### STATED EXERCISE
Copy the lines of the listing below word for word, starting at the line that contains "Pick out the standing" and ending at the line that contains "(714, 1054)", with both of those lines included.

(Pointing dataset records)
>>>
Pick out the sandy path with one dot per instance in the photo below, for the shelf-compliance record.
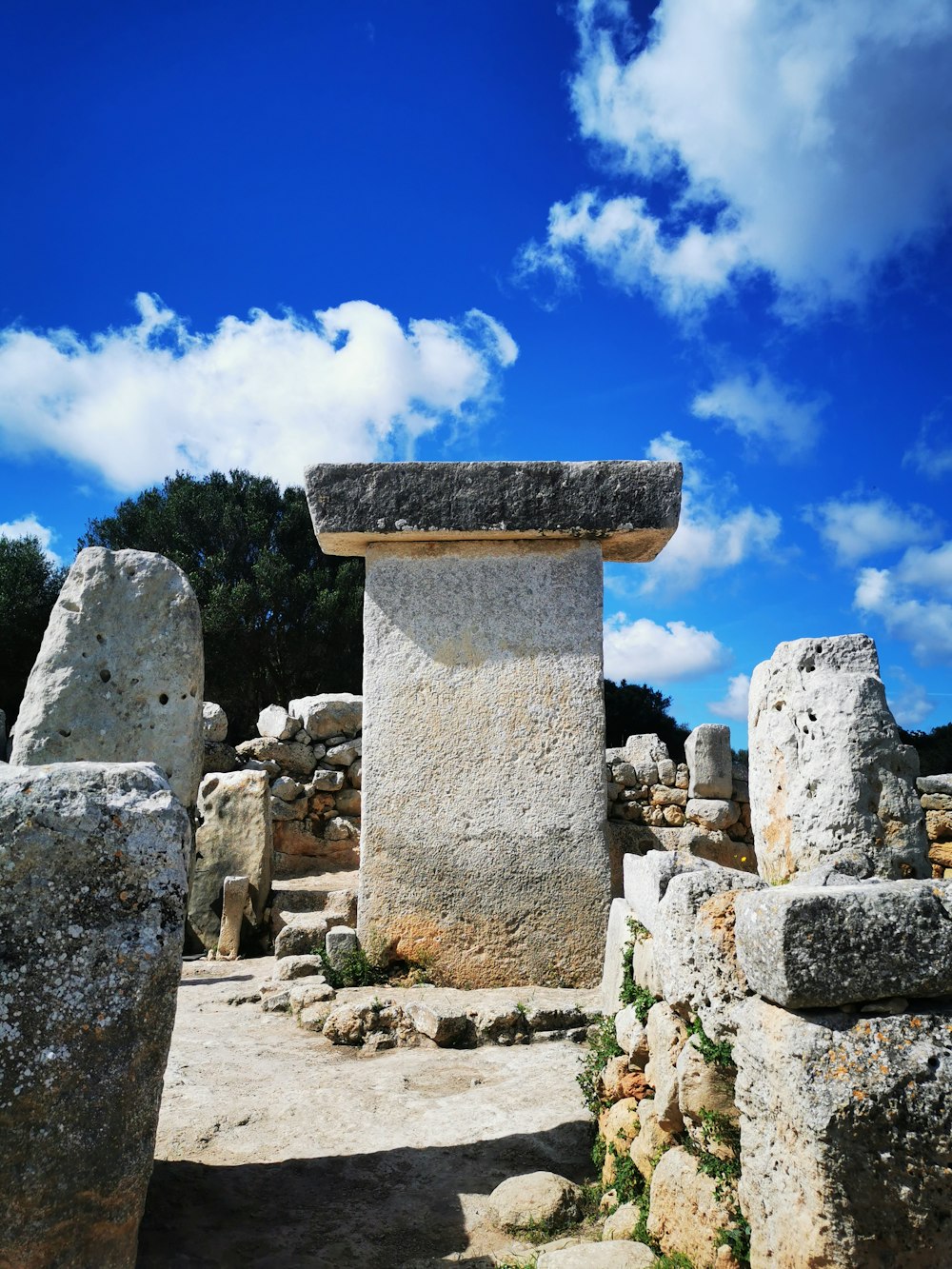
(277, 1149)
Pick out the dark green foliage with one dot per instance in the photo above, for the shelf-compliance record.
(632, 709)
(29, 589)
(935, 749)
(281, 618)
(601, 1050)
(715, 1055)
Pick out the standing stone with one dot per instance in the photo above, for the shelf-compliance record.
(829, 774)
(708, 753)
(120, 673)
(91, 911)
(483, 633)
(234, 838)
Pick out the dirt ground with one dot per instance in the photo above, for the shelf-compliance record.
(278, 1149)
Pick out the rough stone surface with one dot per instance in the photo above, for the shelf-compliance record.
(708, 753)
(695, 949)
(535, 1199)
(120, 674)
(828, 769)
(215, 724)
(234, 838)
(330, 713)
(474, 648)
(825, 947)
(845, 1131)
(630, 507)
(91, 915)
(685, 1215)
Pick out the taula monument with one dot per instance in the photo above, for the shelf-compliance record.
(484, 850)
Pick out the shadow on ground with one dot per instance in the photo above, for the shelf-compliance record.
(375, 1211)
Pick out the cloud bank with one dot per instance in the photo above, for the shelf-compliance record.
(267, 393)
(806, 142)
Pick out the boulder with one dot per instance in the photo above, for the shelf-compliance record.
(91, 919)
(828, 769)
(844, 1136)
(234, 838)
(708, 753)
(329, 715)
(120, 673)
(807, 947)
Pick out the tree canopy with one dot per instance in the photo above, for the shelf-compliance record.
(281, 618)
(632, 709)
(29, 587)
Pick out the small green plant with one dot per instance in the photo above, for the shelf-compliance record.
(714, 1054)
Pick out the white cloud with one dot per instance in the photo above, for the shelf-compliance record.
(910, 704)
(861, 526)
(268, 393)
(735, 701)
(643, 651)
(760, 408)
(708, 540)
(805, 141)
(30, 526)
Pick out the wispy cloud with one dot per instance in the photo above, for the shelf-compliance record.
(762, 411)
(803, 142)
(267, 393)
(643, 651)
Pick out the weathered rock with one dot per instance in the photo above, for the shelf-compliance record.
(215, 724)
(708, 753)
(278, 724)
(120, 674)
(91, 917)
(292, 759)
(234, 838)
(695, 951)
(685, 1214)
(825, 947)
(828, 769)
(845, 1138)
(329, 713)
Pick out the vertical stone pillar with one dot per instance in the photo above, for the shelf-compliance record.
(483, 846)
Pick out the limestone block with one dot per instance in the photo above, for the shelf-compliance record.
(331, 713)
(277, 724)
(712, 812)
(845, 1135)
(292, 759)
(91, 918)
(617, 940)
(628, 507)
(695, 948)
(232, 910)
(703, 1085)
(234, 838)
(490, 882)
(708, 753)
(666, 1036)
(828, 769)
(215, 724)
(807, 947)
(120, 673)
(685, 1214)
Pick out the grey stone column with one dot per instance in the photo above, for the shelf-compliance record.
(483, 848)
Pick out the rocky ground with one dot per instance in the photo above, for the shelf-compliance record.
(278, 1149)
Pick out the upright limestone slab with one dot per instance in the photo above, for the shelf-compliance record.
(121, 670)
(93, 867)
(830, 780)
(483, 633)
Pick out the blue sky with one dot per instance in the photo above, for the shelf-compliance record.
(270, 235)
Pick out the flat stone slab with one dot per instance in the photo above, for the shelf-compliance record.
<<<
### WRITTEN ANSWER
Pick out the standing stone with one dot per instance in the photo above, for the shelf-compliance record.
(829, 774)
(708, 753)
(120, 673)
(91, 911)
(483, 633)
(234, 838)
Pick out the dirt ground with one dot per instance in the photo above, for the shelf-compliance record.
(278, 1149)
Pick out the rough stone surface with one dot per instance in the photo above, for the shelf-compliance record.
(708, 753)
(695, 949)
(535, 1199)
(120, 674)
(828, 769)
(215, 724)
(234, 838)
(330, 713)
(474, 648)
(825, 947)
(845, 1131)
(630, 507)
(91, 915)
(685, 1215)
Pick out the taula monument with one dot per instance in the photo above, for the shelf-compliance record.
(484, 850)
Pick out the shadow on ground with one dot per instance in the photo above, for the shelf-compliance record.
(375, 1211)
Pick out the cloud bank with one dot per instance in the photo above, for the shelf-compliance record.
(267, 393)
(806, 142)
Pick out the boulder with one dot per instance in the photo above, for the shelf-compliance record.
(91, 919)
(828, 769)
(844, 1136)
(234, 838)
(708, 753)
(329, 715)
(120, 673)
(807, 947)
Pick out the tree canopy with one dot per instance in the photo above, for the shelf-compliance record.
(281, 618)
(632, 709)
(29, 587)
Pick out the small green plant with one dot per instance in the photo above, for the shelf-compliance record.
(714, 1054)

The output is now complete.